##### EXTRAIT DU TEXTE #####

En 1992, les statuts sont déposés et le vendredi 4 mars 1994, un premier cabaret se déroule au restaurant « Le Picardie » à Ivry, partenaire précieux de la première heure et partie prenante enthousiaste de l’expérience devant quarante cinq personnes curieuses puis conquises…
 Nous allons voir que depuis cette soirée mémorable, les cabarets de l’Association nouvellement crée ont fait leur bout de chemin.
 Après des débuts balbutiants mais enthousiastes, ces rendez-vous mensuels étaient plaisants et paralysants à la fois. Pour qui ? Avec qui ? Comment ? …
 A ces questions nous répondions invariablement : pour nous, avec nous, et pour le comment, on verra « sur le tas »…
 Notre décision de plonger en apnée dans l’aventure a été motivée aussi par le manque que nous ressentions de trouver sur place des lieux de convivialité où les artistes, à l’image de ce que nous vivions au Bréau, seraient accueillis comme des amis et avec qui les échanges simples et chaleureux pouvaient s’établir.
 C’était également la période où le fossé creusé par le show-biz entre les pseudo vedettes fabriquées puis surmédiatisées serinant des chansons insipides et la chansons que nous aimions s’était creusé irréversiblement et avait fait franchir à un grand nombre d’entre nous le seuil de saturation supportable.
 Il faut également préciser qu’à Ivry et dans le Val-de-Marne, les chanteurs (et -teuses) ont toujours été accueillis avec respect et la chanson reconnue comme partie prenante d’une culture populaire protégée (Jean Ferrat habitait à Ivry avec Christine Sèvres ; Francesca Solleville y a séjourné. Brel, Brassens, Réggiani, Lemarque, Amont, mais aussi Dutronc (père), Aufray, et les précédents étaient programmés. Les Relais de la Chanson y organisaient leur demi-finale. Notre ancien Maire et son premier Adjoint ont participé à une de ces finales à l’Olympia.).

##### DONNÉES DISPONIBLES #####

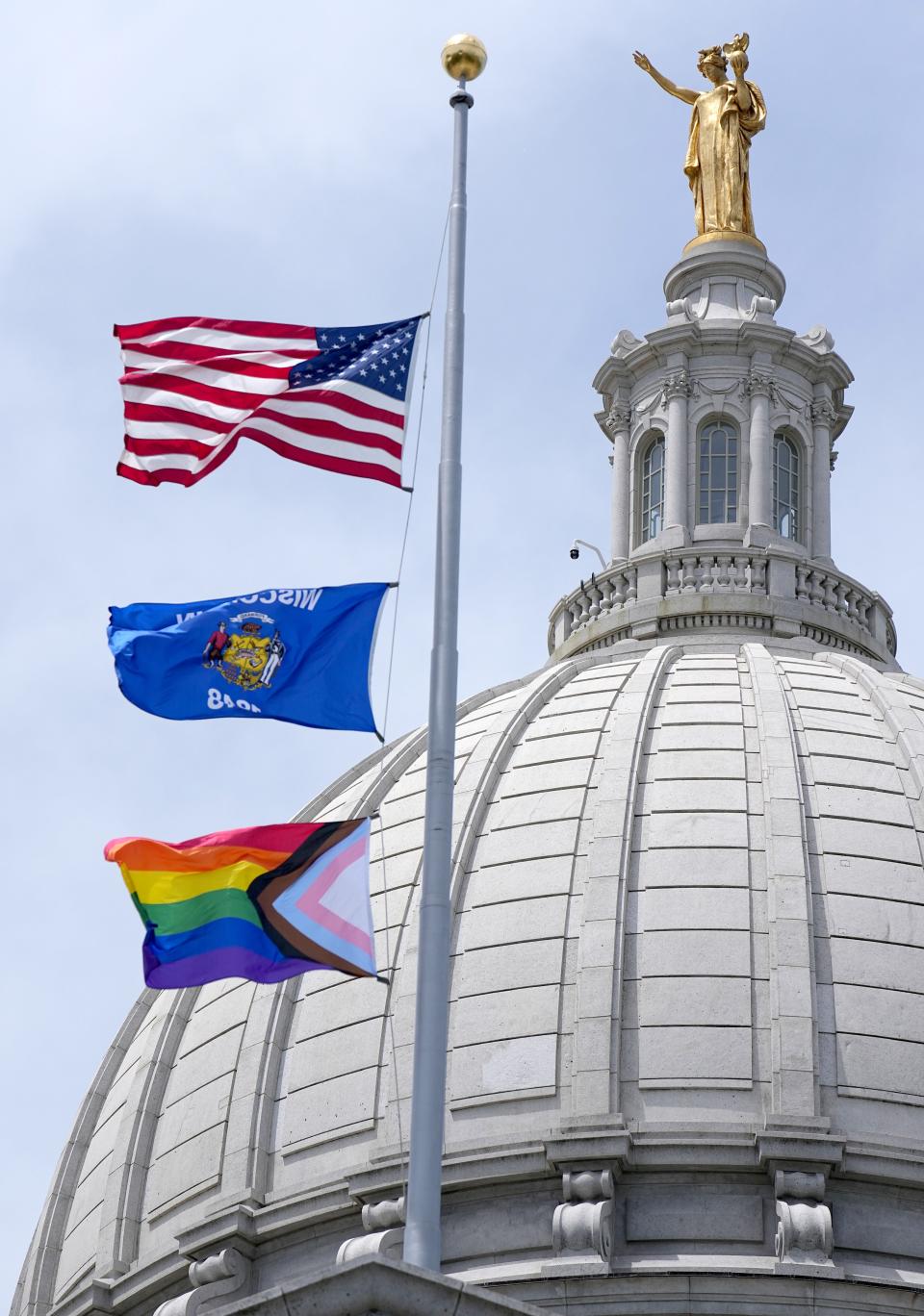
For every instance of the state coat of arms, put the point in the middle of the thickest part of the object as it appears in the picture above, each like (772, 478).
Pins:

#####

TÂCHES À RÉALISER
1/ Relevez dans le texte sur les cabarets d'Ivry le passage qui va de « C’était également la » jusqu'à « de saturation supportable. ».
2/ D'après le texte sur les cabarets d'Ivry, dans quel restaurant le premier cabaret a-t-il eu lieu le 4 mars 1994 ?
3/ Indiquez si chacune de ces affirmations concorde avec le texte sur les cabarets d'Ivry, en répondant par oui ou par non et en citant les mots du texte qui tranchent.
(a) Le premier cabaret a eu lieu devant quarante-cinq personnes.
(b) Les rendez-vous de l'association avaient lieu chaque semaine.
(c) Jean Ferrat habitait à Ivry.

RÉSULTATS
1/
C’était également la période où le fossé creusé par le show-biz entre les pseudo vedettes fabriquées puis surmédiatisées serinant des chansons insipides et la chansons que nous aimions s’était creusé irréversiblement et avait fait franchir à un grand nombre d’entre nous le seuil de saturation supportable.

2/ Au restaurant « Le Picardie », à Ivry.

3/
(a) Oui : « devant quarante cinq personnes curieuses puis conquises ».
(b) Non : « ces rendez-vous mensuels ».
(c) Oui : « Jean Ferrat habitait à Ivry avec Christine Sèvres ».